WRITTEN PROBLEM —
What do the lines from the one containing "of the tree" through the end of the entries say? Quote them exactly, and only them.

* start DATA LISTING *

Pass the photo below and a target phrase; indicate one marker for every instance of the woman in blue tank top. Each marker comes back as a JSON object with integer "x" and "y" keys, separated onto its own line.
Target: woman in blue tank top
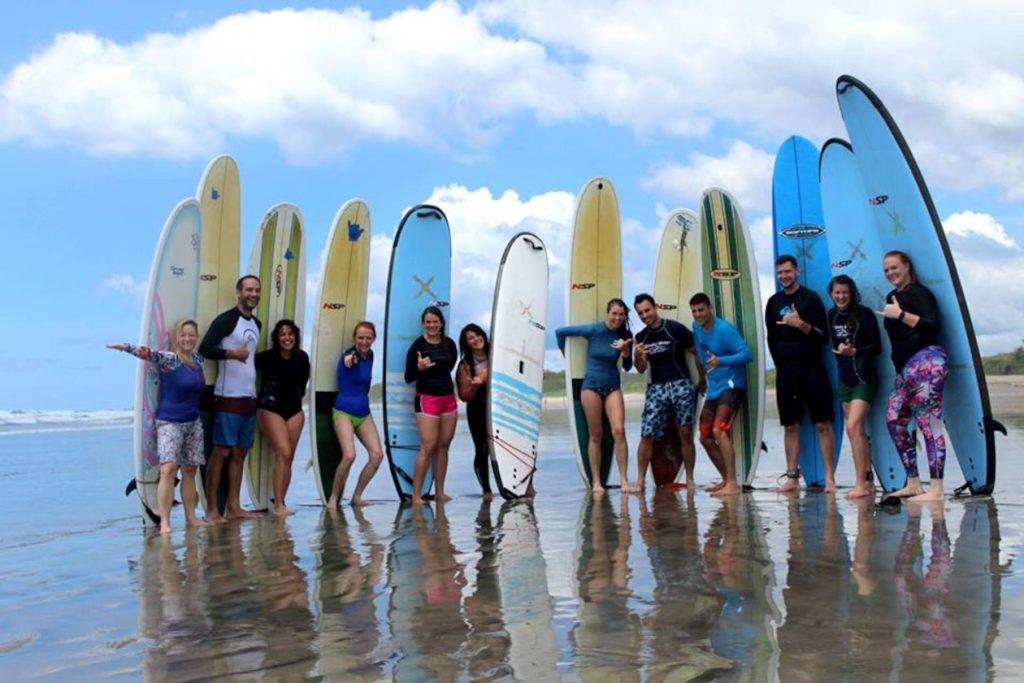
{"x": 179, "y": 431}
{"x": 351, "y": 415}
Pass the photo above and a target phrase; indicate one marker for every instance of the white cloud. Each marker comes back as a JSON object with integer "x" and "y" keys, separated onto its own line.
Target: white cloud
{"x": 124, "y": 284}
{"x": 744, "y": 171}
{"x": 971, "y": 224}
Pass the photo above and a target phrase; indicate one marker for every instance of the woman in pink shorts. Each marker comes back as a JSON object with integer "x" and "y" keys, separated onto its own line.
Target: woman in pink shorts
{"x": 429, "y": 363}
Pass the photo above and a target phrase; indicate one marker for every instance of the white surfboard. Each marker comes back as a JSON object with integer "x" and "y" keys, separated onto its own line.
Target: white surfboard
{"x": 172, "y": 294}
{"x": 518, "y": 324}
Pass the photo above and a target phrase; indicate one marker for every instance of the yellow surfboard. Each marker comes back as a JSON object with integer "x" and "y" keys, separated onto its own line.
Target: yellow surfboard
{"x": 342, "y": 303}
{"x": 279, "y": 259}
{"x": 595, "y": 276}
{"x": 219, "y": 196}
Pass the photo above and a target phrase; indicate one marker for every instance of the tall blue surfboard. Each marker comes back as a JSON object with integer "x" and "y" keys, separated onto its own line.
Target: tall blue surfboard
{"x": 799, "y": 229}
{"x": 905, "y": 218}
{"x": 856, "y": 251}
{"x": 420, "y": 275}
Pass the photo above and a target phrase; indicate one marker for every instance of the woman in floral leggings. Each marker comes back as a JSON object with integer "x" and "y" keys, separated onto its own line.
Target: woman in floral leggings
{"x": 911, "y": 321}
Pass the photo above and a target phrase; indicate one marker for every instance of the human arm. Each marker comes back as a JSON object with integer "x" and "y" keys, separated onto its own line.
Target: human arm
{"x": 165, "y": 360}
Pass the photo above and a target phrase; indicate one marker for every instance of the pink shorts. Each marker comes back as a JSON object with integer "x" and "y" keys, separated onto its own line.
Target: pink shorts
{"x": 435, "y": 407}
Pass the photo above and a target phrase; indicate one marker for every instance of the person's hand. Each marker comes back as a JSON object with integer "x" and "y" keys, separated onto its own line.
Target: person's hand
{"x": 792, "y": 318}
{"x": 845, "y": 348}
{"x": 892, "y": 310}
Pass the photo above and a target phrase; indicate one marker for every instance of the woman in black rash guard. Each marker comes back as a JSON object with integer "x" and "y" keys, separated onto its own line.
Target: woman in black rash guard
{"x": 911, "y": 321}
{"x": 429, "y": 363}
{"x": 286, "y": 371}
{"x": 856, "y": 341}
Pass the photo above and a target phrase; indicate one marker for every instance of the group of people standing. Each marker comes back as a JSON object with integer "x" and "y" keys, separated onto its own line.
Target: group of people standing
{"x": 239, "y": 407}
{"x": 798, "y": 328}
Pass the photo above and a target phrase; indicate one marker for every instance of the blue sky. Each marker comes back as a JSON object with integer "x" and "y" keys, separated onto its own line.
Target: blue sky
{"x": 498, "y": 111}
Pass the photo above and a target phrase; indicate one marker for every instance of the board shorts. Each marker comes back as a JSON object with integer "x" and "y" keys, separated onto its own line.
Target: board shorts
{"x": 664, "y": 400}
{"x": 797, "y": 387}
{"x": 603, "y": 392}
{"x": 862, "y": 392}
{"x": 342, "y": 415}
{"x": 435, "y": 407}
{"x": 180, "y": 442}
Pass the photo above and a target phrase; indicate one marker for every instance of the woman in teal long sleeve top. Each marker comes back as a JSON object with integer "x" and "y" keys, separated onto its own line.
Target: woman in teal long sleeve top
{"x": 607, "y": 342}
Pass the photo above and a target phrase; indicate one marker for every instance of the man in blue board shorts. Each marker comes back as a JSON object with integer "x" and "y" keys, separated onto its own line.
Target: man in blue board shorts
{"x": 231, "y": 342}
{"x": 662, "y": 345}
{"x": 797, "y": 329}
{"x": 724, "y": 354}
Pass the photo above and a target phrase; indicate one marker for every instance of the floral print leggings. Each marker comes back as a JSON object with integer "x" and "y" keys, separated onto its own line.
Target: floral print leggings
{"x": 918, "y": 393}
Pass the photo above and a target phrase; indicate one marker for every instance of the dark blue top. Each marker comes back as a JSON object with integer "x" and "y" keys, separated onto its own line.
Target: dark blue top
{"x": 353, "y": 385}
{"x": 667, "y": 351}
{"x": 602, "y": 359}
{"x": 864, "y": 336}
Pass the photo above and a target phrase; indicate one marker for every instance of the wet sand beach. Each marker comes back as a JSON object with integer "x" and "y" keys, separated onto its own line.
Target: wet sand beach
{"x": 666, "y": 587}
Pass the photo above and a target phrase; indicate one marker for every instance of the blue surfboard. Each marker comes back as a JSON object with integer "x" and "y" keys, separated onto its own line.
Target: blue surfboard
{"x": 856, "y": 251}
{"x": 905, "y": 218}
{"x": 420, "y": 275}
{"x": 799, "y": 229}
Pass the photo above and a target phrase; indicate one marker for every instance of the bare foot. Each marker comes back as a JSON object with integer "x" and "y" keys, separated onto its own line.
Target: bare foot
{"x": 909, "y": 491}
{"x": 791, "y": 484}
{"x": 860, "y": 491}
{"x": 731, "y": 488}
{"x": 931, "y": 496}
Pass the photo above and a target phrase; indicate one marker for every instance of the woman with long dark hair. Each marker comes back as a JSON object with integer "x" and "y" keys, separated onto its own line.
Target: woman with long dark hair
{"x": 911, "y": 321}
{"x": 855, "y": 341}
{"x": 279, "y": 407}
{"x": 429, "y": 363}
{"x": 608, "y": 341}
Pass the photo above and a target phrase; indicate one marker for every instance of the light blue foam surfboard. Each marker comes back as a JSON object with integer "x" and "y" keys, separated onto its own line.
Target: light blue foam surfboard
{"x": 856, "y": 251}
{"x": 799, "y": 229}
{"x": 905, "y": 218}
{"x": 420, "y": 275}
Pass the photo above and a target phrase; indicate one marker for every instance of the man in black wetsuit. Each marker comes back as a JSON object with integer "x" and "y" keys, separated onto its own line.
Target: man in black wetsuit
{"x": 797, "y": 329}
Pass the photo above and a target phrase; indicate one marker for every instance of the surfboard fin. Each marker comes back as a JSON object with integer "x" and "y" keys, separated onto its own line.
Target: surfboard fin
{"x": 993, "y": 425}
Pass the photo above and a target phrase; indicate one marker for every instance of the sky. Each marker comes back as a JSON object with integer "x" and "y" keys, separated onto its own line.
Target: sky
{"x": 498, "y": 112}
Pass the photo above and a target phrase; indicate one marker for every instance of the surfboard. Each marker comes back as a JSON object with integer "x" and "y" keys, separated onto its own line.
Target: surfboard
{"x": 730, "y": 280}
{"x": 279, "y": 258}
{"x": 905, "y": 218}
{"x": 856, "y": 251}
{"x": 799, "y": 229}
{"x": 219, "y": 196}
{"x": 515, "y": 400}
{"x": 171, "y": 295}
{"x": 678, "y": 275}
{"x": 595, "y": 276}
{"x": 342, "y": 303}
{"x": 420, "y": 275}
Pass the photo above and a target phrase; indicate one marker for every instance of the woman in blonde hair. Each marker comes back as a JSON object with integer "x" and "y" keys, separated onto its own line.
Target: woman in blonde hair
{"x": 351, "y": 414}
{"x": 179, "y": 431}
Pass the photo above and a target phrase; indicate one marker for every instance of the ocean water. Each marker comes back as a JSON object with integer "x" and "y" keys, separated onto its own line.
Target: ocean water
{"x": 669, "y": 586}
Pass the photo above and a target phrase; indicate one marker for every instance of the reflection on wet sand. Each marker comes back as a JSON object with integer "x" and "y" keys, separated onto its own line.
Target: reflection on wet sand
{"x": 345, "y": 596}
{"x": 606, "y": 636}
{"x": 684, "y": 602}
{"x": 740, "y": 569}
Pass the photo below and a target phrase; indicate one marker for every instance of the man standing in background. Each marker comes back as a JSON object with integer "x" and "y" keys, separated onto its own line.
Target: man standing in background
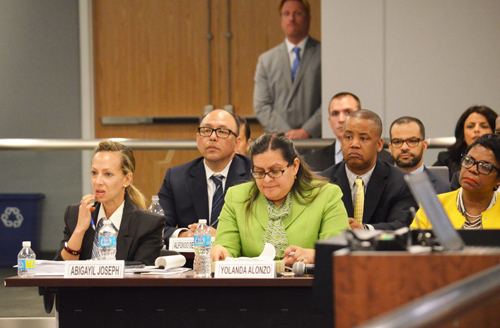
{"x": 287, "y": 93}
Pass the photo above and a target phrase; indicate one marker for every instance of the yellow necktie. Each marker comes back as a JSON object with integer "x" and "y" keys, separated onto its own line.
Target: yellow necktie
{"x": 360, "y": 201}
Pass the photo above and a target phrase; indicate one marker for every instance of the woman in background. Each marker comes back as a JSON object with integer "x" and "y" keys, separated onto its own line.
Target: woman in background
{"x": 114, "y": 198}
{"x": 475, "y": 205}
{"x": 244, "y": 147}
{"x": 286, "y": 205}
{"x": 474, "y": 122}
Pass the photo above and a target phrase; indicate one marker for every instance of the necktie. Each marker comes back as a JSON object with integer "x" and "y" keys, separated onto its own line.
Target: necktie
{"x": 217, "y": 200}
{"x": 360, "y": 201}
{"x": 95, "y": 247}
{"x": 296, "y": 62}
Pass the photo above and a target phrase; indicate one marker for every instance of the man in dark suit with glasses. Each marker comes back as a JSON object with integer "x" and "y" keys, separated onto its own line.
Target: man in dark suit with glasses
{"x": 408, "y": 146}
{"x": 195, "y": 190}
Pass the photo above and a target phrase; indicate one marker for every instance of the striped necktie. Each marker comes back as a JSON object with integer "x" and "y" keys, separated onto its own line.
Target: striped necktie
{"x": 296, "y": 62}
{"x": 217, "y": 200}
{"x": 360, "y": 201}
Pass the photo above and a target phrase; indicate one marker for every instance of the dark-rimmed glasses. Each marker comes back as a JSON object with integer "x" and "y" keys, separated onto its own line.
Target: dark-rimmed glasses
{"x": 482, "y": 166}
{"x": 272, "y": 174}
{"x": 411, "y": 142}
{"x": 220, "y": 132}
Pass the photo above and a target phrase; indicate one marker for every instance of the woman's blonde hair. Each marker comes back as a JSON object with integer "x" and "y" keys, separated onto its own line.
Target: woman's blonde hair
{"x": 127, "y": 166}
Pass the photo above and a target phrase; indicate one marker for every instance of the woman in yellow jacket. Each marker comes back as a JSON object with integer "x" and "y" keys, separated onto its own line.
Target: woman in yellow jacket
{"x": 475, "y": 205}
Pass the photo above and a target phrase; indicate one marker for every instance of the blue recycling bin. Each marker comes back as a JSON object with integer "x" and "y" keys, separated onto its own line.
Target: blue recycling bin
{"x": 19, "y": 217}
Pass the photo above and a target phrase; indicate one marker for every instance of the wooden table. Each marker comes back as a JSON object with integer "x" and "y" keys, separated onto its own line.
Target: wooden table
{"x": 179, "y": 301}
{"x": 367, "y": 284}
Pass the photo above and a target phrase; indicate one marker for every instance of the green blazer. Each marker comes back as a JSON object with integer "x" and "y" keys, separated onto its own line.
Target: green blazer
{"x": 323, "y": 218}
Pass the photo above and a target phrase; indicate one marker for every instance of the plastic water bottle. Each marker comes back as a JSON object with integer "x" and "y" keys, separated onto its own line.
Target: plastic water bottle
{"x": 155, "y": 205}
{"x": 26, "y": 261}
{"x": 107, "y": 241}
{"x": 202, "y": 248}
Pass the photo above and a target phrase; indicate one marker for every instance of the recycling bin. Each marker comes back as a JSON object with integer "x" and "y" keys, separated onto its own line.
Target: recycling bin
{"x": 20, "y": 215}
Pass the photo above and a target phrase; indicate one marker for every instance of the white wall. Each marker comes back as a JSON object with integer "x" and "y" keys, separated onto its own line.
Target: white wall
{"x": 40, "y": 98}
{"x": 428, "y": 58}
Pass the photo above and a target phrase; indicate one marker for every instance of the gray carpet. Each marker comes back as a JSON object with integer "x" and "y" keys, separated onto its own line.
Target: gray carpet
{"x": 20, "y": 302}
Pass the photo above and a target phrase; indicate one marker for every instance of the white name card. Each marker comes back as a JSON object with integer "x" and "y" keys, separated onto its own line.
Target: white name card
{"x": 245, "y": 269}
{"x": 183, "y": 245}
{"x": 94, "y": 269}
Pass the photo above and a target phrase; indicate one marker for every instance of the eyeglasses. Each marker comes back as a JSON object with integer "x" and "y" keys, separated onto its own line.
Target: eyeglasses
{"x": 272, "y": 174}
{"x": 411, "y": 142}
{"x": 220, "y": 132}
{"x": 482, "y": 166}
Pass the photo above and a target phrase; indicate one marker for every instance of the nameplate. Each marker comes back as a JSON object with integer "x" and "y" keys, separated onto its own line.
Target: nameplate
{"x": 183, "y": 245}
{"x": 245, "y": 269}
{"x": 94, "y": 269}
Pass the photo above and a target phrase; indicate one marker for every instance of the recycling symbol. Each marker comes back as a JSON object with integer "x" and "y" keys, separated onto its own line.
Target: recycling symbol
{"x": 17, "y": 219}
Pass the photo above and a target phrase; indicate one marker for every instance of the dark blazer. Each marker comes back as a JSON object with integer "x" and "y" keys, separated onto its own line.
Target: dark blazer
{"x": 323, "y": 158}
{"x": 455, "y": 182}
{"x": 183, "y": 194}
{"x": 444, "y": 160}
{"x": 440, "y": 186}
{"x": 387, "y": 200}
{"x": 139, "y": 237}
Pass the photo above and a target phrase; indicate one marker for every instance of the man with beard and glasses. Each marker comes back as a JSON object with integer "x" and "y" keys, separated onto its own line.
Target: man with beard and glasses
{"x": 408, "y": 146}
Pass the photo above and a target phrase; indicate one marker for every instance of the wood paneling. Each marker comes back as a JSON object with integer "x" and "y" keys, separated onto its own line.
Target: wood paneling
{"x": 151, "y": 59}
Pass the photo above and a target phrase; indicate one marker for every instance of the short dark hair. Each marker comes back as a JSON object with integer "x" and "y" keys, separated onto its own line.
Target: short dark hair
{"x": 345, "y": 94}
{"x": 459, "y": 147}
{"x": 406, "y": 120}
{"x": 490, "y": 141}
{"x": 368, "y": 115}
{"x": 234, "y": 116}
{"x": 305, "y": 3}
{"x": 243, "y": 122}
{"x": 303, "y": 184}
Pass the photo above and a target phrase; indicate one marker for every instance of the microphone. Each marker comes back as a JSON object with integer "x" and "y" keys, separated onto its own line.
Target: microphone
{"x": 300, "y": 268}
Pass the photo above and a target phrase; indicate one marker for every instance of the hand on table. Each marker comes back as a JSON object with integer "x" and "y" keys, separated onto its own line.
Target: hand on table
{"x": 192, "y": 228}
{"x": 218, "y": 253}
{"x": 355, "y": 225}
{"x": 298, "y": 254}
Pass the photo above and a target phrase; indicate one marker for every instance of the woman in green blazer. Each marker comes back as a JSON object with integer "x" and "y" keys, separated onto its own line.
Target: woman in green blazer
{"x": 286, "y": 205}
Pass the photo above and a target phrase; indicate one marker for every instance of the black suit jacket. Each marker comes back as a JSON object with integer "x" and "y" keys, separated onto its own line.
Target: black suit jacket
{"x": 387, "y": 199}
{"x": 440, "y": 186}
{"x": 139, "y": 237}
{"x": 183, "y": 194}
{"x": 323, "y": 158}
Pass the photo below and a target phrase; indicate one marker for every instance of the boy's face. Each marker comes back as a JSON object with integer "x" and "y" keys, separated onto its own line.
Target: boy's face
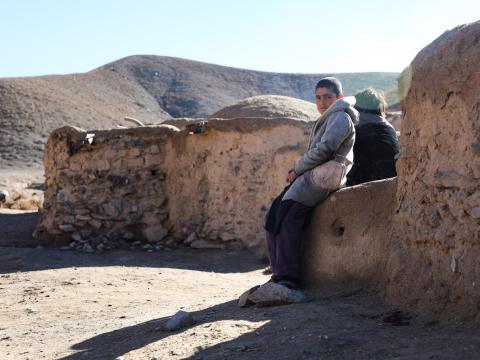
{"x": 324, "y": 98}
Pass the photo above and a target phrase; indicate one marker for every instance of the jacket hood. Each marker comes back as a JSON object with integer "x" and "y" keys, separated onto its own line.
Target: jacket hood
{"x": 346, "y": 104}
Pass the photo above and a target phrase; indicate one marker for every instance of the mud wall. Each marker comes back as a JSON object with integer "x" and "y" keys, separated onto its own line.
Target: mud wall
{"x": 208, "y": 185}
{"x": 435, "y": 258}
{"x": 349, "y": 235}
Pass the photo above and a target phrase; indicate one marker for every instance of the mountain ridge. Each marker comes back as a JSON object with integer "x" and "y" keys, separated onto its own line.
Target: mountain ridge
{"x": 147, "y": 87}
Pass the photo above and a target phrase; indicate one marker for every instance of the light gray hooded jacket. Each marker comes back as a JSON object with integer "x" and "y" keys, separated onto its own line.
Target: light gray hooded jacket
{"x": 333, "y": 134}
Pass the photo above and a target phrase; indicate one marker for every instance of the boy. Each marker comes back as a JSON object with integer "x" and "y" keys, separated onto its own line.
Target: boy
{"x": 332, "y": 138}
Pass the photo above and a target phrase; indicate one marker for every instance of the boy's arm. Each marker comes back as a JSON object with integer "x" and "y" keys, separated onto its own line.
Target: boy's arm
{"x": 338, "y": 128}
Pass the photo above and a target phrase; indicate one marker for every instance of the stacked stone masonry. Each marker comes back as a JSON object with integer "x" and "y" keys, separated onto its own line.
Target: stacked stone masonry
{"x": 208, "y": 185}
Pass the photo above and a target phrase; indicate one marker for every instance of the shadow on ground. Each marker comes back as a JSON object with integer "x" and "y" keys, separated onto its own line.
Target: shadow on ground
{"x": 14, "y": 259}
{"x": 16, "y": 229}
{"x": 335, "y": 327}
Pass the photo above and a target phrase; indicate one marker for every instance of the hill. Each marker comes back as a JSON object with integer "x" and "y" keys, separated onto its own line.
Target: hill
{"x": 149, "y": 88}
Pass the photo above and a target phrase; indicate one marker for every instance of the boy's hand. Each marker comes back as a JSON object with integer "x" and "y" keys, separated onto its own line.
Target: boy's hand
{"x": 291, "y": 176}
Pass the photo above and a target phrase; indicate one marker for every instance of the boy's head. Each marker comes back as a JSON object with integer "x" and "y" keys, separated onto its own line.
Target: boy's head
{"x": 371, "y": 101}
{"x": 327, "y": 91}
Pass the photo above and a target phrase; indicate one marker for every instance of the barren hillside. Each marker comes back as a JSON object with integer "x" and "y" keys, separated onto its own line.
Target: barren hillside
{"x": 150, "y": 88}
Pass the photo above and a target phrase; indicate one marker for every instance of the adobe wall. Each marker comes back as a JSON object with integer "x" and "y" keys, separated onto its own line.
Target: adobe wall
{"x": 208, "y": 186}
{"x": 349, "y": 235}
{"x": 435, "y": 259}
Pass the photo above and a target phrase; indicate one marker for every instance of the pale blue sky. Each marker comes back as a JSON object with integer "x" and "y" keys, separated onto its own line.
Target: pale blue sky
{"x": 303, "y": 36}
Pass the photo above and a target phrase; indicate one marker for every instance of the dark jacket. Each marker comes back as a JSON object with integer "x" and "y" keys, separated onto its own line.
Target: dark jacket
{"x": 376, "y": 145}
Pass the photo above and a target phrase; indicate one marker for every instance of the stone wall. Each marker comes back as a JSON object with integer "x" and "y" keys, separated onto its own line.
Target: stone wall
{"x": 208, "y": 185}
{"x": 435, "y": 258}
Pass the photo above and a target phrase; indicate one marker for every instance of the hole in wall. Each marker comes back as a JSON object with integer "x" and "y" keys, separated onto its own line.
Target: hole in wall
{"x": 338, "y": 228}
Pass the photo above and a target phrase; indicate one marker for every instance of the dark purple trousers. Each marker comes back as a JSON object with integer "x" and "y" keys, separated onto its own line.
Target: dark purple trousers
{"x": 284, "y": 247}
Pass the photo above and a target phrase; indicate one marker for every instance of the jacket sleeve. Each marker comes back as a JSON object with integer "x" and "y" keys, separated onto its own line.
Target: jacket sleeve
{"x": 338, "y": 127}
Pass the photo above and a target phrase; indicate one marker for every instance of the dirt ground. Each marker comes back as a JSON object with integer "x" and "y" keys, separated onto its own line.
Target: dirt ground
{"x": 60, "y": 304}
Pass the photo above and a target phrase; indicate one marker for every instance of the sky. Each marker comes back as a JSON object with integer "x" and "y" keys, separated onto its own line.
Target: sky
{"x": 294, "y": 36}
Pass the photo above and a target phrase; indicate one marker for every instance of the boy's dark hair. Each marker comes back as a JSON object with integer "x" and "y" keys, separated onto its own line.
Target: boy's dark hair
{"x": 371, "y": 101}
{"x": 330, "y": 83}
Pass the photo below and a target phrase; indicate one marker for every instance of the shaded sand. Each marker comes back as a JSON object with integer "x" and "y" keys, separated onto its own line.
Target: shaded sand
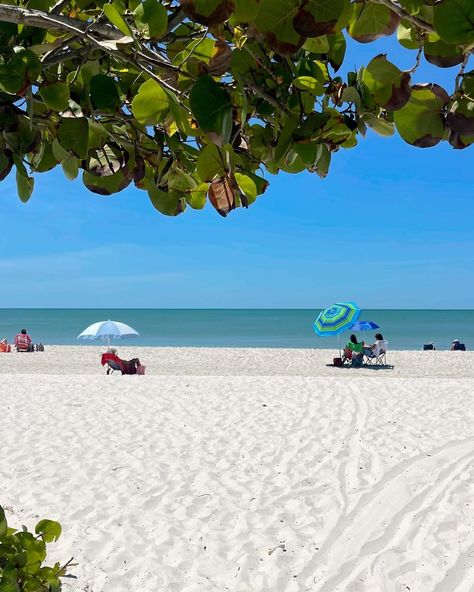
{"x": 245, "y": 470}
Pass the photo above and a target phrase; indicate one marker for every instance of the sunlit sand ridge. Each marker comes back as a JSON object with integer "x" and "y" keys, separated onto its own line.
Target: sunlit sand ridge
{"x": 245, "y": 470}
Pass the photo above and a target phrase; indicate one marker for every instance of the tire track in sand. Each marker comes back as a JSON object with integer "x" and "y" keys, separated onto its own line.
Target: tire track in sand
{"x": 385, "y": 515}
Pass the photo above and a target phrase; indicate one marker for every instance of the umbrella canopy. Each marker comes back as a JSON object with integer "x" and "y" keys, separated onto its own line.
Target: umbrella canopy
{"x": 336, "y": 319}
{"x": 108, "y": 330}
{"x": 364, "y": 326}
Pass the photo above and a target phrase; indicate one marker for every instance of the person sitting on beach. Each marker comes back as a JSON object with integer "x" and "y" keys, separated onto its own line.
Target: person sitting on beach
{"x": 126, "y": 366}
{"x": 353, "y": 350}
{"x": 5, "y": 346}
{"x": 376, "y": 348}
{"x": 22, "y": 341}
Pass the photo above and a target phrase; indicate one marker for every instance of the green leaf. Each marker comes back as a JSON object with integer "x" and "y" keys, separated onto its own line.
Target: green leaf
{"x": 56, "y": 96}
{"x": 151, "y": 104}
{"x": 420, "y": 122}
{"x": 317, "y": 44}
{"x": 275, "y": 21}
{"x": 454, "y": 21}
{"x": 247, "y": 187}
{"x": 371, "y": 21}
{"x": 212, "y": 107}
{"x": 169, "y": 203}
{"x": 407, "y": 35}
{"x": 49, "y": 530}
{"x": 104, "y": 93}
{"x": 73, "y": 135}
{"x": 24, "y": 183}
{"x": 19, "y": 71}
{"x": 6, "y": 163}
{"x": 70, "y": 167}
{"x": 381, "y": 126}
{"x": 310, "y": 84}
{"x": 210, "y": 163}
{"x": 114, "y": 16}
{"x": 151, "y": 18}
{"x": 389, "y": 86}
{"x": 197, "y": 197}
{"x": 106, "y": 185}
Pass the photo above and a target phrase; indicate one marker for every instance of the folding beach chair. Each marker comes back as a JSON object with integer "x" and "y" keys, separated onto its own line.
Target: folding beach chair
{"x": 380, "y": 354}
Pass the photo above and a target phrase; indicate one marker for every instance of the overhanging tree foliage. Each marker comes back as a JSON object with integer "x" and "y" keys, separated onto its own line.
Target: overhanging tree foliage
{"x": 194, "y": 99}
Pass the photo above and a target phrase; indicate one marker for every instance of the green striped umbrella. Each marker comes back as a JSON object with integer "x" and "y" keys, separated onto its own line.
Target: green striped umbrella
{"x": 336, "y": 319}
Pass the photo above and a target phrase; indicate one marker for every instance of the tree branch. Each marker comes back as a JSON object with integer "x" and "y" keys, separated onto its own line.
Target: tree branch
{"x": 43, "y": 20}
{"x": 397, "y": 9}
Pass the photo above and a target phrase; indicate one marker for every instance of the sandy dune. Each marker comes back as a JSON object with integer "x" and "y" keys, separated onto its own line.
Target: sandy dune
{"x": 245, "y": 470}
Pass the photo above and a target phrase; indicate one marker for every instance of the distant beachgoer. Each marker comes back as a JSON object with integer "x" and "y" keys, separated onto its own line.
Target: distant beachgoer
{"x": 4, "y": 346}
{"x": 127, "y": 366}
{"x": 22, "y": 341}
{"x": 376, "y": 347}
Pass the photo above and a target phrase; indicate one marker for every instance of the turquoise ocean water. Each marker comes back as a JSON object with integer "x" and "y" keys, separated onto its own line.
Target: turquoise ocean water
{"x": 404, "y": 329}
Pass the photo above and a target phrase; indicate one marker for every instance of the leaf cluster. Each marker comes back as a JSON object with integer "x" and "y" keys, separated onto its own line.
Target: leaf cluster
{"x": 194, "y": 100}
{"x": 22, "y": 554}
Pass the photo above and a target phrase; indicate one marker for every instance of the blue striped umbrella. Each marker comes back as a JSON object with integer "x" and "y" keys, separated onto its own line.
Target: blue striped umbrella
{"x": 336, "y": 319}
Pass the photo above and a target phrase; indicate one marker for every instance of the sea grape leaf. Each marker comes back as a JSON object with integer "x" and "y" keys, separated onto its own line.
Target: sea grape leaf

* end DATA LISTING *

TASK ANSWER —
Pass the photo above and a target phrase; indicate one marker for every instance of the tree branch. Each marker comes back as a JSON object with integer "x" and "y" keys, separated onto its own line.
Target: tree branch
{"x": 43, "y": 20}
{"x": 397, "y": 9}
Pass the photo above and a target phrase; indicate one marker for every instance of the sandy dune. Each marker comes back as a JSON object with integer "x" and "y" keys, separated onto its own line.
Target: sandy dune
{"x": 245, "y": 470}
Pass the photo above and a target phrase; indicate one marker for every instance of the distant beachgoer. Each marker comes back as a JSON object with integer "x" and "y" keys, separated onto its own line.
Target: distant beachgoer
{"x": 4, "y": 346}
{"x": 127, "y": 366}
{"x": 22, "y": 341}
{"x": 376, "y": 347}
Pass the photo above and a target phrase; indicate one marker for every instance of the turquoise ocean water. Each marker comes back as a JSON object with integer "x" and "y" keys, separated onto its own line.
Target: turquoise ocean water
{"x": 404, "y": 329}
Pass the photo above and a target phrase; indicate one marker for every instance of the leaf cluster. Each marker comes back as a JSON object with integer "x" and "y" keys, separated onto its own line.
Target: leaf cluster
{"x": 194, "y": 100}
{"x": 22, "y": 554}
Pass the photo above and a target phrase; indicate one marker for every instance of the blue striped umbrella. Each marker comes back as a JSON object with integer "x" and "y" keys, separated onto its own line.
Target: blue striped umbrella
{"x": 336, "y": 319}
Pass the photo above and a target phrase; indicate one marker for every instance of the sea grape leaf. Each marker comes back as a JSON object with integer "x" and "y" keys, separated onto its own line.
Target: sea grape leaf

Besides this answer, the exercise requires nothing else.